O inciso IV do artigo 357 do CPC indica que a decisão saneadora “delimita as questões de direito relevantes para a decisão do mérito”, ou seja, quais pontos o magistrado irá considerar para decidir o caso.
Na decisão saneadora em espeque, o magistrado determinou: “Noutro vértice, caso seja adotado como parâmetro o ano de 2007, tal imóvel seria excluído do mérito. (g.n.)”
Do acima exposto, restou claro que a questão chave para a inclusão do bem em discussão (Casa situada na Rua $[geral_informacao_generica]) seria o início da união estável.
Se iniciada após 2004, o referido bem estaria excluído da partilha!
Ora Excelências, uma vez que a decisão saneadora estava estabilizada e que o ponto de maior controvérsia nos autos era a partilha da Casa situada no bairro $[geral_informacao_generica], este procurador focou toda a instrução processual em comprovar o início da união estável em 2007, a fim de excluir da partilha o referido bem!
A sentença reconheceu o início da união estável em 2007, mas não excluiu a casa da partilha, em total descompasso da decisão saneadora, surpreendendo a todos.
Não bastasse isso, o principal fundamento do indeferimento da nulidade de cláusula da escritura pública da união estável foi a não comprovação do estado de saúde debilitado do Apelante, na assinatura do documento, conforme abaixo:
A prova dos autos não confirmou a alegação de $[geral_informacao_generica] de que estava em erro quando da assinatura da escritura pública de convivência, por meio da qual as partes escolheram o regime da comunhão universal de bens.
Absurdo! Pois em nenhum momento foi fixado como ponto controvertido ou necessário de prova a condição de saúde o Apelante. Ou seja, o fundamento da sentença não respeitou o limite imposto no próprio saneamento.
Ademais, em nenhum momento o Apelante fundamenta o pedido de nulidade de cláusula com o erro de consentimento, mas sim com a inadequação do regime da comunhão universal com a união estável.
Não houve lealdade processual, Excelências! A bem da verdade, este patrono se sentiu enganado pelo juízo a quo, como se a decisão saneadora o tivesse despistado durante a instrução processual.
Dizer que se a união se iniciou após 2004 o bem estaria fora da partilha, induziu em erro toda a instrução processual. Pois, ao final, essa diretriz foi descartada!
Portanto, merece ser anulado o decisum.
O artigo 5º do CPC determina que todos o que participam do processo [inclusive os juízes] devem comportar-se de acordo com a boa-fé.

Entradas extraídas:
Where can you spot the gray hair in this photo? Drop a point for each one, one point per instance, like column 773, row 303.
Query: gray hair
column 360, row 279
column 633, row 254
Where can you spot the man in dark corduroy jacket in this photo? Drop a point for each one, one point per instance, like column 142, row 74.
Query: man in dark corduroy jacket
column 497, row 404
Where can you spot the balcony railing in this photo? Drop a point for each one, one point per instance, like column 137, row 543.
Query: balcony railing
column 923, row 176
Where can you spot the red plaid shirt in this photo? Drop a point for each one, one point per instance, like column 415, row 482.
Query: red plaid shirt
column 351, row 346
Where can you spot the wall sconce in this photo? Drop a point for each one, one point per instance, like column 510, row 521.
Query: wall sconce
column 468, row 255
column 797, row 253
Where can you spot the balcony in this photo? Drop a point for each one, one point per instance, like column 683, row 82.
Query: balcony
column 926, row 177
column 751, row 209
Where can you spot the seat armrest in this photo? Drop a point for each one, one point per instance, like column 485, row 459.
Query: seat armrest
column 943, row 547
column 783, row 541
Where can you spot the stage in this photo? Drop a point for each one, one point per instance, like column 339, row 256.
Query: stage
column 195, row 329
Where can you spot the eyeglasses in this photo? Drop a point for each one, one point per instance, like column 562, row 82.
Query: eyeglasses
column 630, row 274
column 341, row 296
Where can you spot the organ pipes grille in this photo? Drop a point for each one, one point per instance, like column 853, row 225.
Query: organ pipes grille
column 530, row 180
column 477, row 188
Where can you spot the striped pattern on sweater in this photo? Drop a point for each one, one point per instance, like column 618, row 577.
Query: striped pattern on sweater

Conjunto de tarefas:
**A)** Liste todos os números distintos que aparecem no texto, incluindo o algarismo romano.
**B)** Traduza para o inglês a seguinte frase do texto: "A sentença reconheceu o início da união estável em 2007, mas não excluiu a casa da partilha, em total descompasso da decisão saneadora, surpreendendo a todos."
**C)** Cite literalmente o trecho do texto que vai de "Na decisão saneadora" até "da união estável.".
O material não tem relação com o texto.

Resultados esperados:
**A)** IV, 357, 2007, 2004, 5º

**B)** The judgment recognized that the stable union began in 2007 but did not exclude the house from the division of property, in complete disagreement with the case management order, surprising everyone.

**C)**
Na decisão saneadora em espeque, o magistrado determinou: “Noutro vértice, caso seja adotado como parâmetro o ano de 2007, tal imóvel seria excluído do mérito. (g.n.)”
Do acima exposto, restou claro que a questão chave para a inclusão do bem em discussão (Casa situada na Rua $[geral_informacao_generica]) seria o início da união estável.